PASSAGE SHOWN »
In the long history of human hunting, which extends over several millions of years, animal partners are a very recent development. Even the dog, humans’ first partner in the chase, was only domesticated sometime between 100,000 and 14,000 B.P. (Vilá et al. 1997, 1687 – 1689). The list of such hunting partners in the Old World is not long but includes, besides the dog, some very impressive animals: the horse, elephant, a variety of raptors, and several species of felines. My concern here is with the latter, most particularly the “hunting leopard” or cheetah.
Tim Leonard said,
July 10, 2025 @ 3:39 pm
You probably intended the URL to be an active link, but it isn't. And after the selected readings, you've (inadvertently, I expect) included a paragraph on another topic.
Victor Mair said,
July 10, 2025 @ 5:38 pm
@Tim Leonard
Link is live now.
Xanadu served as a royal hunting park for Kublai Khan and his successors.
Thomas Allsen was the premier historian of the Montolian royal hunt.
Greg Pringle said,
July 11, 2025 @ 2:21 am
I had a quick look but couldn't find the 1968 song "The Legend of Xanadu" by Dave Dee, Dozy, Beaky, Mick and Tich"….
Phillip Helbig said,
July 11, 2025 @ 2:33 am
Maybe their best song. https://www.youtube.com/watch?v=SEuOoMprDqg
Michael Carasik said,
July 11, 2025 @ 2:44 am
A Garden in Xanadu
https://michaelcarasik.substack.com/p/a-garden-in-xanadu-gen-28?utm_source=publication-search
DJL said,
July 11, 2025 @ 4:26 am
Quite a random reference section…
Keith said,
July 11, 2025 @ 7:14 am
For more than a couple of minutes, I thought that the abstract presented was the outpouring of an LLM.
Victor Mair said,
July 11, 2025 @ 8:24 am
@DJL
Xanadu and AI being what they are….
Bill Benzon said,
July 11, 2025 @ 10:21 am
@Philip Helbig
I mention the Rush song, and many more examples, in my first paper on the Xanadu meme: One Candle, a Thousand Points of Light: The Xanadu Meme, https://www.academia.edu/8378900/One_Candle_a_Thousand_Points_of_Light_The_Xanadu_Meme
J.W. Brewer said,
July 11, 2025 @ 2:39 pm
It would be an interesting project to carve up my generational cohort of Americans based on whether they thought of the Rush "Xanadu" or the Olivia Newton-John "Xanadu" first, and to quantify what factors correlated with which. (I thought of ON-J first even though I suspect I would generally fall in the more Rush-leaning demographic subgroups, so I wouldn't expect it to be a 50/50 split.)
I have known lots of Americans with quite obscure/niche musical tastes but I can't say I've ever met an American aficionado of Dave Dee, Dozy, Beaky, Mick & Tich. I think I might have first heard of them as a teenager while staying in West Germany, where their continuing fame in the early Eighties rivaled that of many of the other leading UK Beat-Gruppen of the mid-Sixties.
Chas Belov said,
July 15, 2025 @ 8:22 pm
I'm American and have obscure musical tastes (see my Infectious Multilingual playlist on YouTube Music). The only Dave Dee, Dozy, Beaky, Mick & Tich song I was even aware of is Zabadak, which is mostly a bunch of made-up words, although not as many such words as Adrian Celentino's song Prisencolinensinainciusol.

WHAT TO WORK ON »
[1] Please rewrite the paragraph of the Xanadu discussion that begins "In the long history of human hunting" as a shorter paragraph that keeps its main facts.
[2] List every animal the Xanadu discussion names as an Old World hunting partner of humans.
[3] Reproduce the Xanadu discussion text between "I have known" and "of the mid-Sixties.", inclusive.

SUPPLIED DATA »
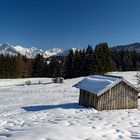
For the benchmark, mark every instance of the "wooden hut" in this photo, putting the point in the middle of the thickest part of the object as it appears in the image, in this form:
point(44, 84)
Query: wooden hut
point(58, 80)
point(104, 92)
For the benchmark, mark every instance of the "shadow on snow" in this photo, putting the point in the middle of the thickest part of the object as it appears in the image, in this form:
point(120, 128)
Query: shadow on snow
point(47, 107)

==

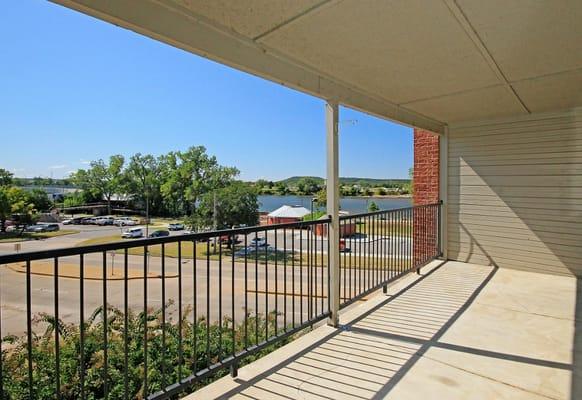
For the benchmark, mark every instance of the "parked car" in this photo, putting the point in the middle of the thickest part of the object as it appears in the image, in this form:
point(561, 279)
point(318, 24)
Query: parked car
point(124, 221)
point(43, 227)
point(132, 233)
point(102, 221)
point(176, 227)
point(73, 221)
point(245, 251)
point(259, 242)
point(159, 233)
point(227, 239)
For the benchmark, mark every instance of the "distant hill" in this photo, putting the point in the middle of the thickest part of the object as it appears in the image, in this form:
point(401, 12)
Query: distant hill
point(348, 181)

* * *

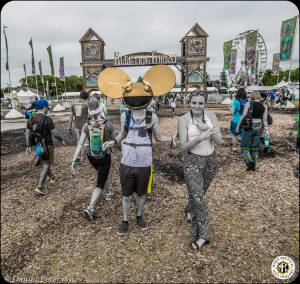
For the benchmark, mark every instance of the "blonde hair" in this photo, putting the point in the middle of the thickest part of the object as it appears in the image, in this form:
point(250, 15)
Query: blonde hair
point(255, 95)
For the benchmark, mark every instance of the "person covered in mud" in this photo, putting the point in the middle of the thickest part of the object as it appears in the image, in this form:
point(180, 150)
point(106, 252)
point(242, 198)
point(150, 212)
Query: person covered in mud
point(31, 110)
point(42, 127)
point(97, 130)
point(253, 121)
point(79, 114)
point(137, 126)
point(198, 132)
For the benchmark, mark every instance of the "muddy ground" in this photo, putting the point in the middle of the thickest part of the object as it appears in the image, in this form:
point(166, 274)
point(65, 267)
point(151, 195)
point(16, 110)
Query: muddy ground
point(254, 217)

ANSWERS PROVIDED »
[1] Animal hunting partners are a very recent part of humans' multimillion-year hunting history. The dog, the first, was domesticated between 100,000 and 14,000 B.P. The short Old World list also includes the horse, the elephant, various raptors and several feline species. The focus is on the felines, above all the cheetah, or "hunting leopard."

[2]
- The dog
- The horse
- The elephant
- A variety of raptors
- Several species of felines

[3]
I have known lots of Americans with quite obscure/niche musical tastes but I can't say I've ever met an American aficionado of Dave Dee, Dozy, Beaky, Mick & Tich. I think I might have first heard of them as a teenager while staying in West Germany, where their continuing fame in the early Eighties rivaled that of many of the other leading UK Beat-Gruppen of the mid-Sixties.